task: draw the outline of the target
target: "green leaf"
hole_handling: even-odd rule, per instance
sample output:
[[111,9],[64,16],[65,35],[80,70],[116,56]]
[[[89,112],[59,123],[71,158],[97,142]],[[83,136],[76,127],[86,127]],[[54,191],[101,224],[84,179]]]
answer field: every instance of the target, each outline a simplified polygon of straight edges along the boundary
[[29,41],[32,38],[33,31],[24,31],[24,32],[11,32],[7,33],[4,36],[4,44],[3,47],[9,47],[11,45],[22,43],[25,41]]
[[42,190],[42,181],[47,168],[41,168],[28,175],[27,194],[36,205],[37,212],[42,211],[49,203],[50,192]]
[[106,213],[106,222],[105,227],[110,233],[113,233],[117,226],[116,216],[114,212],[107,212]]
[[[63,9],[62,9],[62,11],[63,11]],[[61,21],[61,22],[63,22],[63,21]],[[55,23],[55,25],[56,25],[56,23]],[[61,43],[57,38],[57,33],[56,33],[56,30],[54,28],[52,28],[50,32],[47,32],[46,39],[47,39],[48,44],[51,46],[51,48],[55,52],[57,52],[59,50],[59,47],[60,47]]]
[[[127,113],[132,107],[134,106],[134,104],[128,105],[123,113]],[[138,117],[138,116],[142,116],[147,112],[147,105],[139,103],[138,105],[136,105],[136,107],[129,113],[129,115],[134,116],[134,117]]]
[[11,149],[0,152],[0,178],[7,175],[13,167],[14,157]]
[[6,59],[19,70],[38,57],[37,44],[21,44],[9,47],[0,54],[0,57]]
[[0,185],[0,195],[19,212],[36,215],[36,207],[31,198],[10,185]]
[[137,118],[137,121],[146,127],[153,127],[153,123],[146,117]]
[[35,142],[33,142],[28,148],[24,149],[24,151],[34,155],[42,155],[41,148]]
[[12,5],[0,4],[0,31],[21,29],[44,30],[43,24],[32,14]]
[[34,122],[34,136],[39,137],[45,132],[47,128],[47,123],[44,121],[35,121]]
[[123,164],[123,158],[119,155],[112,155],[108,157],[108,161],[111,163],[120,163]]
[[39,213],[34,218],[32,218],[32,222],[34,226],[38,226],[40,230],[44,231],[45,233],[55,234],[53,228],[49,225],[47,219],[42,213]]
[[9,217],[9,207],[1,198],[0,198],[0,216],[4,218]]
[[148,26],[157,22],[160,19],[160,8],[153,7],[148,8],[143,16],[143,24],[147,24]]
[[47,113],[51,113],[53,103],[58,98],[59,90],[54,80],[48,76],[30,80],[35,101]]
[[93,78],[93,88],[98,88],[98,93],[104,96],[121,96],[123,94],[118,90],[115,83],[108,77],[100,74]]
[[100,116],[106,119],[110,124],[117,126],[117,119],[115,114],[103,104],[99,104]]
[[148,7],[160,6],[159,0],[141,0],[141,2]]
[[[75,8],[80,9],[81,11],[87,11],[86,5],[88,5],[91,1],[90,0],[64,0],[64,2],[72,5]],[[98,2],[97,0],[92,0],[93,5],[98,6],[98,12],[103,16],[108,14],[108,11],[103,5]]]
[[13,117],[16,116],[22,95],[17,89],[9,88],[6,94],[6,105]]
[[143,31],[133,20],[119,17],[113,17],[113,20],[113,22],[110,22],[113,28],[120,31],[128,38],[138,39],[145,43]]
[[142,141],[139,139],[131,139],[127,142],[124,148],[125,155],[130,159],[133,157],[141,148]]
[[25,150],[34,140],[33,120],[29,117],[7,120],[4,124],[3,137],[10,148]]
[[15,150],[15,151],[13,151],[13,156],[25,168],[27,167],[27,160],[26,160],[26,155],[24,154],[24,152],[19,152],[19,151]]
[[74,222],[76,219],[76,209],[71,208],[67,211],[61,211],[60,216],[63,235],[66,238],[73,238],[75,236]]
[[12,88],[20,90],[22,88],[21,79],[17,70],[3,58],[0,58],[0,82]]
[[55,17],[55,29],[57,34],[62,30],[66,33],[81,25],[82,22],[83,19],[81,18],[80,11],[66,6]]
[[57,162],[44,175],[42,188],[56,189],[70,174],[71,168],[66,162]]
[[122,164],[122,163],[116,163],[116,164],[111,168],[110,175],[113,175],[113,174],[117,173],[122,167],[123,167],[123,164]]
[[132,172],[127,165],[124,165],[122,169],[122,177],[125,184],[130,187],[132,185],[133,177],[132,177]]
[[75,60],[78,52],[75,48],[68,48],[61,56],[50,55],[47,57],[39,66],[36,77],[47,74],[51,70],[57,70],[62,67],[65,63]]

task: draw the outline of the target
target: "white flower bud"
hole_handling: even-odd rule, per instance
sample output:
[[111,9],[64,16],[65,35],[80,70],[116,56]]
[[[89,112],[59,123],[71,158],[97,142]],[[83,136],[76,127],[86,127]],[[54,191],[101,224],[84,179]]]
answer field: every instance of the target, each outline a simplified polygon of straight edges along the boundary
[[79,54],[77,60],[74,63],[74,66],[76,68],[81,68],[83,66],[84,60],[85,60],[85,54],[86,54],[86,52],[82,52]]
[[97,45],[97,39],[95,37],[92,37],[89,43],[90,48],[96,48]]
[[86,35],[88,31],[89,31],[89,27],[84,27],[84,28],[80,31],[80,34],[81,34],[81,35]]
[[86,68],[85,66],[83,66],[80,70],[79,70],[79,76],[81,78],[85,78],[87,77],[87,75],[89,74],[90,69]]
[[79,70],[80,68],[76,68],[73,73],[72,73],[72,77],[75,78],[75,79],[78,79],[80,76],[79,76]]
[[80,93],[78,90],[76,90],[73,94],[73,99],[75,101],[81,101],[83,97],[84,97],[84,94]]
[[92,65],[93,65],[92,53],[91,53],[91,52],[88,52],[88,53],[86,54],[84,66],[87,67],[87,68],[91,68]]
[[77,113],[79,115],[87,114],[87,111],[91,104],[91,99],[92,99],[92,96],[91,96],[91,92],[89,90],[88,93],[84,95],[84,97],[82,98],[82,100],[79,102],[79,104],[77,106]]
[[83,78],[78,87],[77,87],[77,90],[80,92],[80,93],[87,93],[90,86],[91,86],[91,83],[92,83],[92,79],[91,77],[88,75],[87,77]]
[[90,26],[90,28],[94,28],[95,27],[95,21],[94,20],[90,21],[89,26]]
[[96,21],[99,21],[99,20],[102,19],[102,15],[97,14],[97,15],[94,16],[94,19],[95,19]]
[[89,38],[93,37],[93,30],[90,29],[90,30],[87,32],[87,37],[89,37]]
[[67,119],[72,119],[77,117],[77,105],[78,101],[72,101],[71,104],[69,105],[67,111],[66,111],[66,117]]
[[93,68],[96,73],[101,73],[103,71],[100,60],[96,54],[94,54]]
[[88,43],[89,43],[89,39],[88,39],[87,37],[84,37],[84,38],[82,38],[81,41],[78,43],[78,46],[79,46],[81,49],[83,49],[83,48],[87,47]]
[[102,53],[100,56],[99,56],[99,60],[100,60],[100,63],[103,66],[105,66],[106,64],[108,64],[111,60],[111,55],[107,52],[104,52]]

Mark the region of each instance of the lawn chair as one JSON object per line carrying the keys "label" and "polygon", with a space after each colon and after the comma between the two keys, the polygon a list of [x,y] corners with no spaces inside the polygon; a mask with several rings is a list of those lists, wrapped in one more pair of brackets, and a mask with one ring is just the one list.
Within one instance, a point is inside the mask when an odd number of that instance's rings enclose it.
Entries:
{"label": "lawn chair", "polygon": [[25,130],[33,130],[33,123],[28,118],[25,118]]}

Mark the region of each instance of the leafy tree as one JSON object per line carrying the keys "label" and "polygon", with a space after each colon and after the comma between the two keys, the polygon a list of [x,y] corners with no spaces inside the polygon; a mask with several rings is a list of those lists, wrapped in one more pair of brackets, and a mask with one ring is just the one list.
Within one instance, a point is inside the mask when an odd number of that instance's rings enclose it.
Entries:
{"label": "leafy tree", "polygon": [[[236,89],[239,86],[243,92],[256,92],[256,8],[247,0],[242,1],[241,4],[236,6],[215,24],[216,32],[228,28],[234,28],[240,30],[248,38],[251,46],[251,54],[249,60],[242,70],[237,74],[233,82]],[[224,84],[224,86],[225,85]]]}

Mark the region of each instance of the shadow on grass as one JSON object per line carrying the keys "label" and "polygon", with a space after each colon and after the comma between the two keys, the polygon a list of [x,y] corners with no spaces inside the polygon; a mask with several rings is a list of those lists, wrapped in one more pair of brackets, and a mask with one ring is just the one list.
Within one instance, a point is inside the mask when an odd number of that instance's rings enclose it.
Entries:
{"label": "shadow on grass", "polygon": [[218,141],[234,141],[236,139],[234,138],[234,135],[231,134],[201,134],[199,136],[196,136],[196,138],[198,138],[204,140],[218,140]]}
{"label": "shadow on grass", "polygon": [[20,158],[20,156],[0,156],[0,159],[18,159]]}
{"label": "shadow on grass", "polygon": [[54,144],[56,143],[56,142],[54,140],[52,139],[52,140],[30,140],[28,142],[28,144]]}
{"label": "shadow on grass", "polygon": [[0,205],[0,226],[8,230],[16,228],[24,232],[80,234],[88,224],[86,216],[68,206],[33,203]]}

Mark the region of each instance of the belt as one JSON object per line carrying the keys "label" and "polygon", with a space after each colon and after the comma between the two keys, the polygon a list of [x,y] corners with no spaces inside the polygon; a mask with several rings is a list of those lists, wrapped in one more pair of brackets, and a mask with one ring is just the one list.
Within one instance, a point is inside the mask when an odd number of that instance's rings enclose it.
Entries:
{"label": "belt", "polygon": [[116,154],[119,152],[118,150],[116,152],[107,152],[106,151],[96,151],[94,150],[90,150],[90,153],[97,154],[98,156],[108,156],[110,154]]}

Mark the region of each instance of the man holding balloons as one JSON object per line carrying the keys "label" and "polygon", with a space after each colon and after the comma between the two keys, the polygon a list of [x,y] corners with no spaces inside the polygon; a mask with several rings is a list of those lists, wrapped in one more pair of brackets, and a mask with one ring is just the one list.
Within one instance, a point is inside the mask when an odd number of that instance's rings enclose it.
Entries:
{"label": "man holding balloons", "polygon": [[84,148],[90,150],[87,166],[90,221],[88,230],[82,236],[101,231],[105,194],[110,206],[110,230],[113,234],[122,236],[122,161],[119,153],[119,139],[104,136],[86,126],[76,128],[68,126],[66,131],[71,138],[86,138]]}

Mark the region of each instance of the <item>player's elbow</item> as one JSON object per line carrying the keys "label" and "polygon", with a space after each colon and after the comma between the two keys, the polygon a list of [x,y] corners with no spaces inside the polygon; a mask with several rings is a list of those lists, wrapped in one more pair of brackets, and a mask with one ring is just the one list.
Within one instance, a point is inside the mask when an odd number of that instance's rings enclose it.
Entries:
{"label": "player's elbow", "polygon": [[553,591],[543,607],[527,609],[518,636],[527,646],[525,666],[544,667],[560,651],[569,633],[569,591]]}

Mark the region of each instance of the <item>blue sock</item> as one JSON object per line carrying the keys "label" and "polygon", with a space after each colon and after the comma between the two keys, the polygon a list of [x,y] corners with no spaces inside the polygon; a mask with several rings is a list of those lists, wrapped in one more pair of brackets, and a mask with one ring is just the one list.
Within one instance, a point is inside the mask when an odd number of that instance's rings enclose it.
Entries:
........
Duplicate, without any change, every line from the one holding "Mark the region of each instance of the <item>blue" through the end of the items, both ends included.

Mark the region of each instance of the <item>blue sock</item> as one JSON object per line carrying the keys "label" and "polygon", with a space after each colon and after the comma between the two keys, the polygon a list of [x,y] corners with no spaces inside the polygon; a mask with several rings is a list of those lists, wrapped in one more pair of brackets, and a mask with one ring is just the one list.
Within one instance, a point is inside the mask when an odd number of that instance's rings enclose it.
Entries:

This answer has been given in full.